▸ ACTIVITY
Copy each line that includes the string "below" from the material into your answer.

*** Opening DATA IN THIS EXERCISE ***

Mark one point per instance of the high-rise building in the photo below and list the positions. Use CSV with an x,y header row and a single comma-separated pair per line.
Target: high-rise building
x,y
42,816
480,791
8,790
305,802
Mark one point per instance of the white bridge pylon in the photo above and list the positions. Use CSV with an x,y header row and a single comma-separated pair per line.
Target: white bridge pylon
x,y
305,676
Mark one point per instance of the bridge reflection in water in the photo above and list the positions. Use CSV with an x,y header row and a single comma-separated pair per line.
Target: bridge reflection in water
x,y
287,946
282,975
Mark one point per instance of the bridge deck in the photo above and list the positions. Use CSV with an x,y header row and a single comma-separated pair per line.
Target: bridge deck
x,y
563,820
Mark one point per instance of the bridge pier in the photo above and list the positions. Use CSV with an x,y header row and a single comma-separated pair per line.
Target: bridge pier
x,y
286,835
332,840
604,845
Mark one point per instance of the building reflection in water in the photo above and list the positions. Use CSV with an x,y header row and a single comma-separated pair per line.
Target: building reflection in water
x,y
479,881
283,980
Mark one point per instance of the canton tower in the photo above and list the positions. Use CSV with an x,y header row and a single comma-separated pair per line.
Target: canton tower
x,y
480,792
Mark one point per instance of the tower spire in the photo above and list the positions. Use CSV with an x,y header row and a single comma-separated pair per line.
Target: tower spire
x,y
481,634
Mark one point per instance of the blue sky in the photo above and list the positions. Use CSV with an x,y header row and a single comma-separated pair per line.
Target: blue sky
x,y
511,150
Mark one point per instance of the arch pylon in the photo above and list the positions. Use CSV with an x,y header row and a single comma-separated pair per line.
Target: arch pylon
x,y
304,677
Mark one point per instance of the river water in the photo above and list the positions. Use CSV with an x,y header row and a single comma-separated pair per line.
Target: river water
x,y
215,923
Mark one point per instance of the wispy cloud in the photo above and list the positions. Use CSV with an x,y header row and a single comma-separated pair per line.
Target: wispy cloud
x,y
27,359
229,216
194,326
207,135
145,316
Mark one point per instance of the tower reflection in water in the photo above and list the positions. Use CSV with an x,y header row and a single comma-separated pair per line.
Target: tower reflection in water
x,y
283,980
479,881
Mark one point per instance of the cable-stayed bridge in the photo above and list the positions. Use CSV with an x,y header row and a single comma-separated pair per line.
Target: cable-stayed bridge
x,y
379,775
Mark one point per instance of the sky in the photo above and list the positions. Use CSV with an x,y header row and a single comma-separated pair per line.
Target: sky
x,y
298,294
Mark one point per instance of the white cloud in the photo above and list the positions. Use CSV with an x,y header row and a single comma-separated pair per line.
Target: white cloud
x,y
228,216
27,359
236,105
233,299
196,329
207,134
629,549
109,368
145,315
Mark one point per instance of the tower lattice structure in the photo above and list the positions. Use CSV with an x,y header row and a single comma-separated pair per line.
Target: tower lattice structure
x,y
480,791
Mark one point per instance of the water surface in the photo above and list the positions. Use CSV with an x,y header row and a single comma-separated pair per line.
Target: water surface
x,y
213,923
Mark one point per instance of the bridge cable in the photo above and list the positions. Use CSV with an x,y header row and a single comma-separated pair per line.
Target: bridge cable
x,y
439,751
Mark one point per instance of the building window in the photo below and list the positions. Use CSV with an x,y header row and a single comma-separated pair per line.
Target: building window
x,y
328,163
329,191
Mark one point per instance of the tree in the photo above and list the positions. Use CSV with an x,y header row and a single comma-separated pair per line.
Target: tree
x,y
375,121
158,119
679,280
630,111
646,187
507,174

*** Closing DATA IN THIS EXERCISE ***

▸ ANSWER TO THE PROBLEM
Mark one point per instance of the high-rise building in the photo below and list the positions. Use CSV with an x,y header row and a single comma-separated pair per line.
Mark one point per instance of the building window in the photo below and list the positions. Use CSV with an x,y header row and a single comma-separated pair per line.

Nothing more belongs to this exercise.